Work to be completed ▸ Retype each of the following entries, keeping every line the same.

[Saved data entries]
************

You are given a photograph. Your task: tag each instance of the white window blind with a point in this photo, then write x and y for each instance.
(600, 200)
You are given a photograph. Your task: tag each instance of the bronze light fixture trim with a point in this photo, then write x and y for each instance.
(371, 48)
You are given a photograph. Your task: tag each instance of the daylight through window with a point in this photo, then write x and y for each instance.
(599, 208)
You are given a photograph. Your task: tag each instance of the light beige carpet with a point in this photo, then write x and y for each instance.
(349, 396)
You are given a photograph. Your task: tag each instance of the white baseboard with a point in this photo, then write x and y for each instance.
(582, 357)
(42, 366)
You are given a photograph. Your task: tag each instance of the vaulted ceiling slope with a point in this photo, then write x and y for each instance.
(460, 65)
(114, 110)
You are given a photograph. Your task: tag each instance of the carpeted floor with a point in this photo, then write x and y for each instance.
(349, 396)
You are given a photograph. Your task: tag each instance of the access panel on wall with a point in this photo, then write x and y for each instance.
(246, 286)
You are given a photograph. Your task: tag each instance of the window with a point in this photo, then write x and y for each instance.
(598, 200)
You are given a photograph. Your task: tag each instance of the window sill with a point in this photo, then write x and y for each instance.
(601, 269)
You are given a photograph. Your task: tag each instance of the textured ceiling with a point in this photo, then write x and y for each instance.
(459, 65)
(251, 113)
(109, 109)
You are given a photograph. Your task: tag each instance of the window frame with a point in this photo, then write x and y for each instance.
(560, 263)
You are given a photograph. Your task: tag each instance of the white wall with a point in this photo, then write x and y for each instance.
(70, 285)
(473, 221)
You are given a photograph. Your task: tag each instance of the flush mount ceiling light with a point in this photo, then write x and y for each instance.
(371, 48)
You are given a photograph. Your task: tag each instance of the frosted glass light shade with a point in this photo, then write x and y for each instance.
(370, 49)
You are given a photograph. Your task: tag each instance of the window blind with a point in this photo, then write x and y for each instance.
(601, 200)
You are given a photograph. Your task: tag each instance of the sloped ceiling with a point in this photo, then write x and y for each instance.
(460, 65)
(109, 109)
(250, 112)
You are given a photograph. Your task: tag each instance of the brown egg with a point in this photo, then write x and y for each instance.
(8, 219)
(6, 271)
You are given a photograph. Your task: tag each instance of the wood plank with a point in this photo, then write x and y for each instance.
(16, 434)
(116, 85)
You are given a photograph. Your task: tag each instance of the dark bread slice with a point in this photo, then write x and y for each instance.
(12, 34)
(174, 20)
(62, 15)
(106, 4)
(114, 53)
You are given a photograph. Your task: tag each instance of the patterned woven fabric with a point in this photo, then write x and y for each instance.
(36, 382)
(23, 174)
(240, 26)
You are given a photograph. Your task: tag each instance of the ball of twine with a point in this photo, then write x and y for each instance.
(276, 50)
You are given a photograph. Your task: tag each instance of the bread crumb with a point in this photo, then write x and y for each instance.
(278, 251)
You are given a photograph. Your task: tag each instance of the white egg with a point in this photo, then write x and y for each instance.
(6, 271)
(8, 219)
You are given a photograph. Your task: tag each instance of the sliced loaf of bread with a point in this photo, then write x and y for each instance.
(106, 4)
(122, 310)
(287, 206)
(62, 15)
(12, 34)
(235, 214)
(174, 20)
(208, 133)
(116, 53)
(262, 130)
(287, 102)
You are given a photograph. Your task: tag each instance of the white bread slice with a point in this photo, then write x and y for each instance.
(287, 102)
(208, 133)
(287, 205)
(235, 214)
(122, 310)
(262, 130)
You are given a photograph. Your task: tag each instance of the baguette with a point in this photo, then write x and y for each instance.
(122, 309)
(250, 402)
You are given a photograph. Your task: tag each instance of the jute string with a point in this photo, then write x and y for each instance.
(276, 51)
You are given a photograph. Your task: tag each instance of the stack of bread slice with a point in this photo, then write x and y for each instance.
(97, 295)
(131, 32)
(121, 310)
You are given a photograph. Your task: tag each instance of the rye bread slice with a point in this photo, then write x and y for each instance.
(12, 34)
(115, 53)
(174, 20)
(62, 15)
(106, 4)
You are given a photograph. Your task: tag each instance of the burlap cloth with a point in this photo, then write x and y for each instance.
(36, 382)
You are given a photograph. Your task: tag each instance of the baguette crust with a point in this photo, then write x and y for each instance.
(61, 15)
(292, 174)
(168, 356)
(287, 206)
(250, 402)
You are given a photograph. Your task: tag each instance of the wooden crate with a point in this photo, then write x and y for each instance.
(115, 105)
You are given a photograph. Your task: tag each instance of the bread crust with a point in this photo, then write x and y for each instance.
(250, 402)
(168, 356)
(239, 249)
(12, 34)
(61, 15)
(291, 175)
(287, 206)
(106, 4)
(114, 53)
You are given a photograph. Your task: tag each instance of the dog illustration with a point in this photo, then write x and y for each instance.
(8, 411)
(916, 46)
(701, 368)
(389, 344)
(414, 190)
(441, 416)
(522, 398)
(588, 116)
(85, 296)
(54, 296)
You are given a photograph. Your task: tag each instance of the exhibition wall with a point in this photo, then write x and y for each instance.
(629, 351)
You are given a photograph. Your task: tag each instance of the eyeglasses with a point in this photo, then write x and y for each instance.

************

Output for this task ▸
You are given a photograph. Your task: tag each instance of the white window blind with a point in this photo, then write x and y for each instance.
(600, 200)
You are given a photograph. Your task: tag each instance of the bronze light fixture trim with a point in this photo, then write x and y for each instance.
(371, 48)
You are given a photograph. Your task: tag each instance of the daylight through window with a point in this photo, then write x and y for each instance.
(599, 208)
You are given a photograph. Your task: tag each instance of the light beige carpet with a point in this photo, then write x and y for each instance.
(349, 396)
You are given a photograph. Your task: tag each instance of the white baseboard with a point in this photo, then write x and y for each instance.
(582, 357)
(42, 366)
You are given a photograph. Your task: tag each instance of the vaulted ceiling slope with a point in this photo, then write x and y for each instance.
(460, 65)
(114, 110)
You are given a photograph. Your task: tag each instance of the carpeted floor with a point in this photo, then write x and y for each instance.
(349, 396)
You are given a photograph. Your task: tag each instance of the access panel on wall with a point in this photo, then write x and y for each instance.
(246, 286)
You are given a photograph. Your task: tag each instance of the window with a point in this photo, then write x and y for each instance.
(598, 200)
You are given a photograph. Your task: tag each instance of the window sill with a point in this photo, then write x and y for each instance.
(601, 269)
You are given a photograph. Your task: tag each instance of the textured ceiling with a point in this photo, then write x and y for each instance.
(459, 65)
(251, 113)
(109, 109)
You are given a photograph. Your task: tag each instance of the window frame with a point in this photo, then write x and y for each instance.
(560, 263)
You are given a photograph. Your task: tag each instance of the white wall with a point in this photo, then write x and y for each instance.
(70, 285)
(473, 221)
You are given a photograph. Your task: tag each instance of the flush mount ceiling light with a point in this photo, then write x and y for each instance.
(371, 48)
You are given a photograph. Your task: tag each instance of the frosted glass light shade with a point in this photo, then write x and y for each instance.
(370, 49)
You are given a photograph. Your task: tag each instance of the window blind with a point in this photo, then write x and y for each instance.
(601, 200)
You are given a photograph. Your task: tag each instance of the sloped ceiling with a point in this photo, then write x and y for each instance.
(460, 65)
(109, 109)
(250, 112)
You are given a photograph. Your task: tag each instance of the brown egg with a point in this photo, then write x and y for each instance.
(8, 219)
(6, 271)
You are given a photograph. Your task: tag each instance of the wood plank with a point in this photo, then write x and y for each instance.
(16, 434)
(116, 85)
You are given a photograph. Your task: tag each instance of the dark bread slice with a point in this photo, then write x and y for each instance.
(12, 34)
(174, 20)
(62, 15)
(106, 4)
(114, 53)
You are given a photograph. Your task: tag each instance of the patterned woven fabric with a point in this photo, then write x and y for each instance.
(36, 382)
(23, 174)
(240, 26)
You are given a photograph. Your task: tag each instance of the ball of twine with a point in this photo, then write x and y for each instance.
(276, 50)
You are given a photograph. Your task: tag each instance of the bread crumb with a point in this photo, then write x and y for each instance.
(278, 251)
You are given a photograph. Your task: tag each instance of the white egg with a point in this photo, then write x and y for each instance.
(6, 271)
(8, 219)
You are given a photograph. Your task: tag each instance of the sliced loaf of bread with a point in this photo, then write x and y for each instance.
(106, 4)
(122, 310)
(287, 206)
(62, 15)
(12, 34)
(235, 214)
(174, 20)
(208, 133)
(116, 53)
(262, 130)
(287, 102)
You are given a photograph. Your task: tag each instance of the white bread slice with a point in this photo, then write x and y for each instance.
(287, 102)
(208, 133)
(287, 205)
(235, 214)
(122, 310)
(262, 130)
You are given a photograph. Your task: tag each instance of the baguette with a point in this photo, then write x and y for each instance.
(122, 309)
(250, 402)
You are given a photograph. Your task: tag each instance of the jute string with a point in this photo, then write x and y for each instance.
(276, 51)
You are given a photograph. Your task: tag each instance of the stack of bread slice with a point in this photo, then write x and y for each instance.
(97, 295)
(131, 32)
(121, 310)
You are given a photograph. Your task: tag each instance of the rye bread slice with a point in this photo, then write x and y for each instance.
(12, 34)
(115, 53)
(174, 20)
(62, 15)
(106, 4)
You are given a photograph. Your task: tag each instance of the burlap cloth with a point in this photo, then write x and y for each instance.
(36, 382)
You are given a photograph. Your task: tag each instance of the baguette crust with a point in this photo, then write x and y for each instance.
(61, 15)
(292, 174)
(168, 356)
(287, 206)
(250, 402)
You are given a photograph. Your task: tag each instance of the wooden crate with a point in this photo, then write x and y for each instance.
(115, 105)
You are given a photograph. Your task: tag each instance of the bread crust with a point in this photo, then write x and y for each instance.
(250, 402)
(168, 356)
(239, 249)
(12, 34)
(61, 15)
(291, 175)
(287, 206)
(106, 4)
(114, 53)
You are given a photograph. Your task: tag each instance of the dog illustration with a point in this photo, then write x and y for each instance.
(8, 411)
(916, 46)
(701, 368)
(389, 344)
(414, 190)
(441, 416)
(522, 398)
(588, 116)
(85, 296)
(54, 296)
You are given a photograph. Your task: tag each instance of the exhibition wall with a point in this photo, then write x and y for each instance.
(629, 351)
You are given a photograph. Your task: tag each instance of the eyeglasses with a point in this photo, then write x and y for each instance.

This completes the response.